## TEXT FOR ANALYSIS:
━━━━
The decline has serious consequences for the heat pump industry, which had expanded production in previous years, especially in 2022 and 2023, when demand was strong. As a result of this slowdown, at least 4.000 jobs were lost and over 6.000 workers faced reduced working hours. EHPA argues that the decline was mainly due to high purchase and installation costs, which were harder for households to afford during a period of inflation and high interest rates. In addition, high electricity prices compared with gas prices reduced the financial attractiveness of heat pumps, particularly in Belgium and Poland. Finally, frequent changes to subsidy schemes and policies created uncertainty, leading many consumers to delay investment decisions.
━━━━
Image-grounded pointing records
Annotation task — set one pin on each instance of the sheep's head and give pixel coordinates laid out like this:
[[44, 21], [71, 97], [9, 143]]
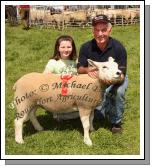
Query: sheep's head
[[107, 70]]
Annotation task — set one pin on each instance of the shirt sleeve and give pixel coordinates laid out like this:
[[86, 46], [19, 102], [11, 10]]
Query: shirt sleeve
[[50, 67], [83, 56], [122, 60]]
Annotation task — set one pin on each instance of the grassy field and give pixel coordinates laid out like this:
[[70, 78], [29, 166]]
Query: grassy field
[[29, 51]]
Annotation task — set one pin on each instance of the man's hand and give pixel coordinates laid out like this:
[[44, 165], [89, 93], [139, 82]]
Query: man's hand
[[106, 82], [93, 72]]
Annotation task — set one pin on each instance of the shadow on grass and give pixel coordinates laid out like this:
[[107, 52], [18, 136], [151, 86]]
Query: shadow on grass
[[48, 123]]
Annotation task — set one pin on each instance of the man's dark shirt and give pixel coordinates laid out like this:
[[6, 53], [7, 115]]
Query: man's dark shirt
[[114, 48]]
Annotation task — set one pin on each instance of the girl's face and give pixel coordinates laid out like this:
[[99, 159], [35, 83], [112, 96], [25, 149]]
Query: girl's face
[[65, 49]]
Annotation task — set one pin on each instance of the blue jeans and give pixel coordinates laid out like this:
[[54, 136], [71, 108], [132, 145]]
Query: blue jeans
[[113, 102]]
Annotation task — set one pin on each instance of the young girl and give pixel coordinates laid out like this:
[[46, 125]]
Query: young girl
[[63, 61], [64, 57]]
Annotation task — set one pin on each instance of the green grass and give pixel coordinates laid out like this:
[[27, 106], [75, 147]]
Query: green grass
[[28, 51]]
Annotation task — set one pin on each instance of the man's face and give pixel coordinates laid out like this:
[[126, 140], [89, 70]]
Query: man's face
[[101, 32]]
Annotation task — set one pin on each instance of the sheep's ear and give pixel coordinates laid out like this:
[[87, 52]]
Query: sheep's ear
[[111, 59], [94, 63]]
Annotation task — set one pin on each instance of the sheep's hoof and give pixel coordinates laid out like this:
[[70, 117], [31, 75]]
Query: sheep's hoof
[[21, 141], [40, 128], [88, 142], [92, 129]]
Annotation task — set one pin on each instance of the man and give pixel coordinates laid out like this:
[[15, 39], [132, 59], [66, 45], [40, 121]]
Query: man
[[100, 49], [24, 11]]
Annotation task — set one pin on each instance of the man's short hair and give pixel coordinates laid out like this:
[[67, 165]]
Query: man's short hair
[[100, 19]]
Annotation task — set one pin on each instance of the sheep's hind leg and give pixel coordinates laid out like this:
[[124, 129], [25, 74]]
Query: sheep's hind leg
[[18, 122], [85, 115], [91, 121], [34, 120]]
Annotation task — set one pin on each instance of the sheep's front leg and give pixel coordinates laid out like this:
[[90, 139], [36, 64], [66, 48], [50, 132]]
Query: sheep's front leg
[[85, 115]]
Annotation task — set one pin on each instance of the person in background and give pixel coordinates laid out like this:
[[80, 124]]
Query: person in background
[[99, 49], [63, 61], [24, 11]]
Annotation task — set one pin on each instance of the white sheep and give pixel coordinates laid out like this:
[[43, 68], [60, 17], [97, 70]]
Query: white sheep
[[55, 93]]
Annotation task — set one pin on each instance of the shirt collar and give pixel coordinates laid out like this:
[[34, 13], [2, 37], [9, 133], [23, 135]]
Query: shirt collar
[[95, 46]]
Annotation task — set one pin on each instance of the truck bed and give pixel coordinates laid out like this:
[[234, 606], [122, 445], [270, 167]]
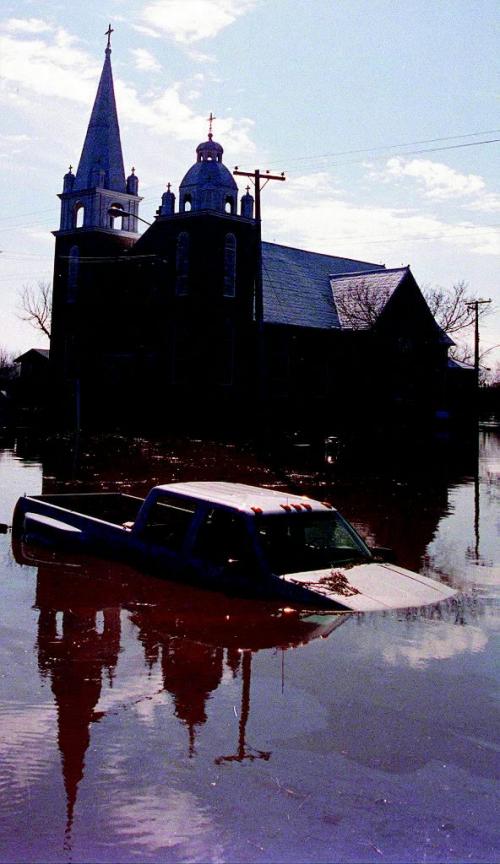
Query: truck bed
[[112, 507]]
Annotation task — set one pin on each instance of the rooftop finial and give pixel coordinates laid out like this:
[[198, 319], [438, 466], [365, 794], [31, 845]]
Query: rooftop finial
[[108, 33], [210, 121]]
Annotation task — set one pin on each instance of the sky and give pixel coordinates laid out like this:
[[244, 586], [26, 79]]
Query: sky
[[383, 115]]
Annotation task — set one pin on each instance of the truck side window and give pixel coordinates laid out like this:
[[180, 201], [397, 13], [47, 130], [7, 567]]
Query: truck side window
[[222, 538], [168, 521]]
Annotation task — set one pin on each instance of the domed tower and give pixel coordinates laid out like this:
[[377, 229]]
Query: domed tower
[[208, 185]]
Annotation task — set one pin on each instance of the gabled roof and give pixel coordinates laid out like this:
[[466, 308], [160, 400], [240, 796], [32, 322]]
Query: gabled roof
[[43, 352], [296, 285], [360, 297]]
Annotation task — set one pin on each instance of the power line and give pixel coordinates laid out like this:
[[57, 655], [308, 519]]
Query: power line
[[392, 146], [403, 153]]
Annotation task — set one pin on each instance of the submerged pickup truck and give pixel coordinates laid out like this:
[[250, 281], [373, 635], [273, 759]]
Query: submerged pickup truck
[[235, 538]]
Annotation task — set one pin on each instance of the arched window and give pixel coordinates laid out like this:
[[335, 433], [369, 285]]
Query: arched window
[[79, 215], [73, 268], [182, 264], [230, 266], [207, 199], [116, 221]]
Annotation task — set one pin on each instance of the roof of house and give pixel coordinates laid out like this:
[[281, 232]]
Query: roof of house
[[360, 297], [43, 352], [296, 285], [460, 364]]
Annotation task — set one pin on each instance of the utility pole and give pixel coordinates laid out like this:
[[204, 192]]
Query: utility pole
[[475, 304], [259, 179]]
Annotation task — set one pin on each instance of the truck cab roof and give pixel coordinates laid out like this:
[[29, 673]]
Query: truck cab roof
[[245, 498]]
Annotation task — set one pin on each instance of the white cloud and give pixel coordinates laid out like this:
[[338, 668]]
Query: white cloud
[[59, 70], [188, 21], [311, 211], [145, 60], [487, 203], [53, 69], [438, 180], [27, 25]]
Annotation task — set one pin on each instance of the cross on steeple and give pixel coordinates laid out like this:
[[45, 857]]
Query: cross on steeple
[[210, 121], [108, 33]]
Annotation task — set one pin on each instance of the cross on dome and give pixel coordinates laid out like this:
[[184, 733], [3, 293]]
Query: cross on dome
[[210, 121]]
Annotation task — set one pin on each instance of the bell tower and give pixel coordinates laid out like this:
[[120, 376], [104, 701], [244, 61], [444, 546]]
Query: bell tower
[[99, 215], [99, 183]]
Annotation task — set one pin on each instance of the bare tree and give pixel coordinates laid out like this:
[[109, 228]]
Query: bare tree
[[36, 306], [6, 359], [451, 307], [359, 304]]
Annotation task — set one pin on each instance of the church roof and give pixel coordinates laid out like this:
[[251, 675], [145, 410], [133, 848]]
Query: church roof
[[360, 297], [296, 285], [102, 149]]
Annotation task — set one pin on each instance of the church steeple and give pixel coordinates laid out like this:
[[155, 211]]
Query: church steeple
[[101, 162], [99, 183]]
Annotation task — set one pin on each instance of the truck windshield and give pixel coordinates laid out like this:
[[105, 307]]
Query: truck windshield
[[297, 542]]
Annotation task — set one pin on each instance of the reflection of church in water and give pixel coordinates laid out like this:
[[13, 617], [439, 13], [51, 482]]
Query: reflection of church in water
[[80, 639]]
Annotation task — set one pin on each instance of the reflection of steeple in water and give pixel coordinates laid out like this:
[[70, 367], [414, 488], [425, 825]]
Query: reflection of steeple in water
[[191, 671], [74, 660], [244, 752]]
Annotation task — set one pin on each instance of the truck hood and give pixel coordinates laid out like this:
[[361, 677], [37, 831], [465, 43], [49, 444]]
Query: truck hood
[[367, 587]]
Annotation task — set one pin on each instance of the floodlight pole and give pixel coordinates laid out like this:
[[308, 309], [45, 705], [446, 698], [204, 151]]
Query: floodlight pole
[[475, 305]]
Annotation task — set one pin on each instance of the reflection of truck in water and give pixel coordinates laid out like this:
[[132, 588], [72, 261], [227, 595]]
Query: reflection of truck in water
[[233, 537]]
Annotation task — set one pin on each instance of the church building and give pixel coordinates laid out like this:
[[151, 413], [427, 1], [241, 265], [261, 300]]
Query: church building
[[163, 328]]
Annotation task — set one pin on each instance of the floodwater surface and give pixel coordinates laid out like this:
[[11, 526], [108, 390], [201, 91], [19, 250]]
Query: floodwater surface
[[142, 720]]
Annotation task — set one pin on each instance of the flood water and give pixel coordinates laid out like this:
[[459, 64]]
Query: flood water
[[142, 720]]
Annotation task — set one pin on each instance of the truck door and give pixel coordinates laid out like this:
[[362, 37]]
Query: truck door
[[165, 530], [223, 551]]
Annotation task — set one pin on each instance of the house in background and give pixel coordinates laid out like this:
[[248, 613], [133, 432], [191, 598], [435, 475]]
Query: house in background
[[159, 329]]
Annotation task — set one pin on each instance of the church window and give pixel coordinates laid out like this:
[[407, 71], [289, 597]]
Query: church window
[[182, 263], [116, 221], [230, 266], [73, 268], [79, 215]]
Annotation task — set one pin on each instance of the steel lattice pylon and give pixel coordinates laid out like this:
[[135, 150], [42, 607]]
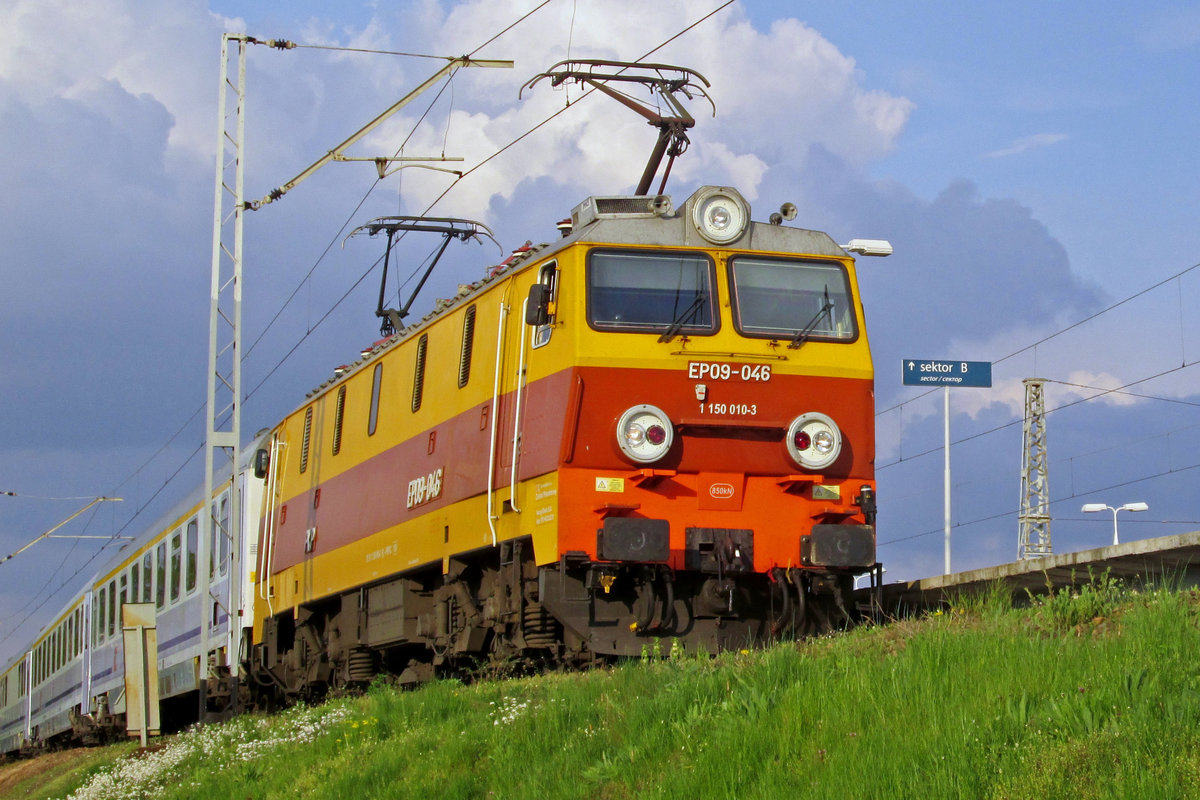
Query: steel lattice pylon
[[1033, 540], [222, 439]]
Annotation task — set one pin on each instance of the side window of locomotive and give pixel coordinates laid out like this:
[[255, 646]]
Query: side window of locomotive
[[652, 292], [789, 299], [177, 560], [376, 383], [147, 577], [547, 277], [468, 346]]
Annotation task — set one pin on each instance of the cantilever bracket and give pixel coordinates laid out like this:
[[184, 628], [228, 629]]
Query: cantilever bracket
[[663, 78], [449, 227]]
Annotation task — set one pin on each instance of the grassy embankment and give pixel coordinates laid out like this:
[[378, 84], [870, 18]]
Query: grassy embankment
[[1086, 695]]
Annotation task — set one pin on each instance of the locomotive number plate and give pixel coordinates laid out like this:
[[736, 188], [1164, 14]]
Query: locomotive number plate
[[726, 371]]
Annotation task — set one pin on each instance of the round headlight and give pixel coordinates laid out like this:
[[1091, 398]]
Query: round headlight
[[645, 433], [814, 440], [720, 216]]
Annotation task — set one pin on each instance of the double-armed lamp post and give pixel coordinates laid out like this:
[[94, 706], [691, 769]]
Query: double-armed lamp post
[[1090, 507]]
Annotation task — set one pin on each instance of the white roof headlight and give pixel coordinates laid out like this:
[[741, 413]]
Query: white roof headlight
[[719, 216], [814, 440], [645, 433]]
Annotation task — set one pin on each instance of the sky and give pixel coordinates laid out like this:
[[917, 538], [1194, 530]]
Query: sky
[[1033, 166]]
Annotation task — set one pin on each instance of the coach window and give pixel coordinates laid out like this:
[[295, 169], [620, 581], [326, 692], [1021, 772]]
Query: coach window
[[177, 547], [102, 618], [547, 276], [376, 383], [652, 293], [160, 575], [147, 577], [468, 346], [112, 608], [193, 548]]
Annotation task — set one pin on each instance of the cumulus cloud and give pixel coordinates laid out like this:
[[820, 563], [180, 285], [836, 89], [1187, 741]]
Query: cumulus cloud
[[1026, 144]]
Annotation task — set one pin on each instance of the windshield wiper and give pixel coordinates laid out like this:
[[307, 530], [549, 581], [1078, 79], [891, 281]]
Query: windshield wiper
[[802, 335], [684, 317]]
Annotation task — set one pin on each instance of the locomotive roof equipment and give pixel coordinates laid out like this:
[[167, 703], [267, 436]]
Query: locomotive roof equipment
[[657, 77], [449, 227]]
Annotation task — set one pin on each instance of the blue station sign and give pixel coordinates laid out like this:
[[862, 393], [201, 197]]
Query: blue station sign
[[928, 372]]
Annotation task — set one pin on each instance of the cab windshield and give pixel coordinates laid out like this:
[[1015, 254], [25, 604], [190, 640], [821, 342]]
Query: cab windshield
[[792, 299], [647, 292]]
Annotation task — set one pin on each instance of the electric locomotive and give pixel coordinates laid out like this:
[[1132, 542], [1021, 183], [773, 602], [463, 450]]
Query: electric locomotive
[[659, 426]]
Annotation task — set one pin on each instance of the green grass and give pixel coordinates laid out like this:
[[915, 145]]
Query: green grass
[[1093, 693]]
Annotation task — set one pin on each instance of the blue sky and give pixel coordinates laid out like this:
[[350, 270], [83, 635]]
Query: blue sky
[[1032, 163]]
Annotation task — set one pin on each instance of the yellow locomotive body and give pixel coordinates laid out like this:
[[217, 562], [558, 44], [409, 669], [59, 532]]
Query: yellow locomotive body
[[658, 426]]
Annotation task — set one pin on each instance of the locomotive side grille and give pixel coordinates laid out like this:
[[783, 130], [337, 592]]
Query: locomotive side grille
[[468, 344], [339, 416], [419, 378]]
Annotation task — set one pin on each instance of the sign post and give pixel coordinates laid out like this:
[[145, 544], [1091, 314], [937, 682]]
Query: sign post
[[930, 372]]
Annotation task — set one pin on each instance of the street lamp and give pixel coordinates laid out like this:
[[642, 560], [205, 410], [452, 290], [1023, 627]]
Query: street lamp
[[1129, 506]]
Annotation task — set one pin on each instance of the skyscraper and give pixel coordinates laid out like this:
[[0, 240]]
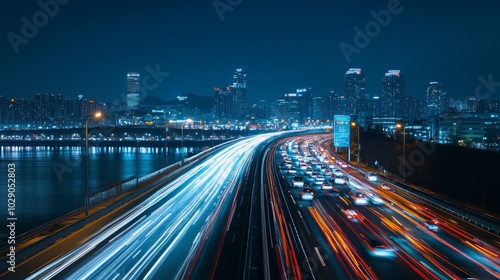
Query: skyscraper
[[435, 100], [133, 91], [393, 94], [222, 100], [239, 93], [354, 91], [230, 101]]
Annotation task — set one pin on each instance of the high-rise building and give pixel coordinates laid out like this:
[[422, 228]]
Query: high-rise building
[[133, 91], [222, 100], [307, 103], [279, 109], [340, 101], [354, 91], [239, 93], [374, 106], [435, 100], [393, 94], [294, 105], [230, 101], [414, 108]]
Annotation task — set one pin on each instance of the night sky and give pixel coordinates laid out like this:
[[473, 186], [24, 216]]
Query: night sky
[[87, 47]]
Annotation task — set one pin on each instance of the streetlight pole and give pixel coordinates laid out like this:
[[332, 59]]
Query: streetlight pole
[[182, 143], [359, 147], [87, 166], [136, 162], [404, 149], [96, 115], [355, 124], [212, 136], [404, 153], [182, 139]]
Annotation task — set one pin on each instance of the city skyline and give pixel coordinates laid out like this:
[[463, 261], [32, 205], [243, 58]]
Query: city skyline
[[73, 55]]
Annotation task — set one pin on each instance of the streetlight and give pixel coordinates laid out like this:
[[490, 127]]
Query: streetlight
[[166, 141], [136, 161], [96, 115], [359, 147], [404, 149], [182, 138]]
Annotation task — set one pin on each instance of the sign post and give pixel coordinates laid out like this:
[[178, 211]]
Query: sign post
[[341, 133]]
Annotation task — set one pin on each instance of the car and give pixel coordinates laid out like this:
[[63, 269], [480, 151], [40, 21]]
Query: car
[[339, 180], [327, 186], [359, 198], [377, 248], [303, 166], [386, 187], [332, 192], [297, 182], [352, 215], [342, 164], [430, 225], [319, 179], [372, 177], [374, 199], [327, 174], [306, 194], [313, 175]]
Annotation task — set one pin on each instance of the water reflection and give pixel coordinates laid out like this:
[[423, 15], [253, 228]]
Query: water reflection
[[50, 181]]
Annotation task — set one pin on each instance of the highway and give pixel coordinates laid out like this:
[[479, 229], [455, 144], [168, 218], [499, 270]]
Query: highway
[[237, 215], [384, 238], [174, 233]]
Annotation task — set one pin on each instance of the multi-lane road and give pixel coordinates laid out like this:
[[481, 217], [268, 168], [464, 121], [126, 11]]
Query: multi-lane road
[[236, 215], [387, 236]]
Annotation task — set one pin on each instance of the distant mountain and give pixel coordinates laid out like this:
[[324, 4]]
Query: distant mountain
[[153, 100]]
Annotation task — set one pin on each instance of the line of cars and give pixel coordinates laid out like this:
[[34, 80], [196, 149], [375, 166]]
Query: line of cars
[[310, 170]]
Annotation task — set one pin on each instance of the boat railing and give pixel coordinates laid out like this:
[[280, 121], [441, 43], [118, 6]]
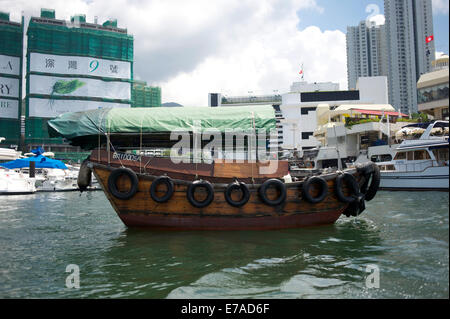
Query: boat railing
[[418, 166]]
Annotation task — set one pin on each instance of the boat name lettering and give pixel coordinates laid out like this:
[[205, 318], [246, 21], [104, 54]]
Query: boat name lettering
[[126, 157]]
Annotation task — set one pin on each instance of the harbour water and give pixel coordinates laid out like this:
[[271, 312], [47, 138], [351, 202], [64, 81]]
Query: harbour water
[[402, 236]]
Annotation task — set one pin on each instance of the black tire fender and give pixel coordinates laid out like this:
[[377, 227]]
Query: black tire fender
[[245, 194], [278, 185], [191, 190], [170, 189], [323, 189], [371, 190], [112, 179], [353, 184]]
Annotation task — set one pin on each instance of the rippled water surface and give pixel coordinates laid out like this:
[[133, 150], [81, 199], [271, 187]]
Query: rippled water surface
[[404, 234]]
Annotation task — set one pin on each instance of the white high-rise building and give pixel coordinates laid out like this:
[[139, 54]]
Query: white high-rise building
[[366, 52], [408, 24]]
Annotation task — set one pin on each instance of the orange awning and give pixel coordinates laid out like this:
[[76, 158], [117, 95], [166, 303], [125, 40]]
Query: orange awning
[[369, 112]]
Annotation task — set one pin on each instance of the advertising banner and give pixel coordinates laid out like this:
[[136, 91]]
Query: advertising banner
[[9, 87], [9, 109], [9, 65], [80, 87], [76, 65], [53, 108]]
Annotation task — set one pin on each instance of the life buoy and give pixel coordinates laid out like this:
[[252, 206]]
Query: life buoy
[[112, 179], [323, 189], [170, 189], [237, 186], [191, 190], [279, 185], [353, 185], [370, 190], [84, 176]]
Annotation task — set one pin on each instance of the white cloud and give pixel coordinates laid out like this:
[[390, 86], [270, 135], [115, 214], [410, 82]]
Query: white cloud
[[192, 48], [440, 6]]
━━━━
## STUDY QUESTIONS:
A - According to the passage on the heat pump decline, in which two countries did high electricity prices compared with gas prices particularly reduce the financial attractiveness of heat pumps?
B - Summarize the passage on the heat pump decline in two sentences.
C - Pick up the passage on the heat pump decline after its final sentence and continue it.
None of the records are needed here.

## RESULTS FOR EACH TASK:
A - Belgium and Poland.

B - The decline hit a heat pump industry that had expanded production during strong demand in 2022 and 2023, leading to job losses and reduced working hours. EHPA attributes it mainly to high purchase and installation costs during inflation and high interest rates, along with high electricity prices relative to gas and frequent changes to subsidy schemes and policies that made consumers delay investment.

C -
Against this backdrop, early signs of recovery were seen in 2025. Heat pump sales increased by 9% in the first half of 2025 compared with the same period in 2024. Sales rose from 898,000 units in the first half of 2024 to 980,000 units in the first half of 2025, although overall sales remain below the peak reached in earlier years, due to policy uncertainty and reduced incentives.

==Next steps==
Since this project was started in 2022, European Union has met most of the goals successfully, and is now on track to eliminate fossil fuel imports from Russia while heading towards the green energy resources.